**** RECORDS PROVIDED ****

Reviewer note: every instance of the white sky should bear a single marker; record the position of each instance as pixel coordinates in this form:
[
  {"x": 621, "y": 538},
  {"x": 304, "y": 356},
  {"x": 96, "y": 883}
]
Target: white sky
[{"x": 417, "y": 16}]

****

WHAT NEEDS TO BE DONE
Repeat every item above verbatim, keeping each line and its order unchanged.

RESULT OF THE TASK
Reviewer note: every instance of the white sky should bear a single marker; record the position of each instance as pixel coordinates in this form:
[
  {"x": 621, "y": 538},
  {"x": 304, "y": 356},
  {"x": 96, "y": 883}
]
Target: white sky
[{"x": 417, "y": 16}]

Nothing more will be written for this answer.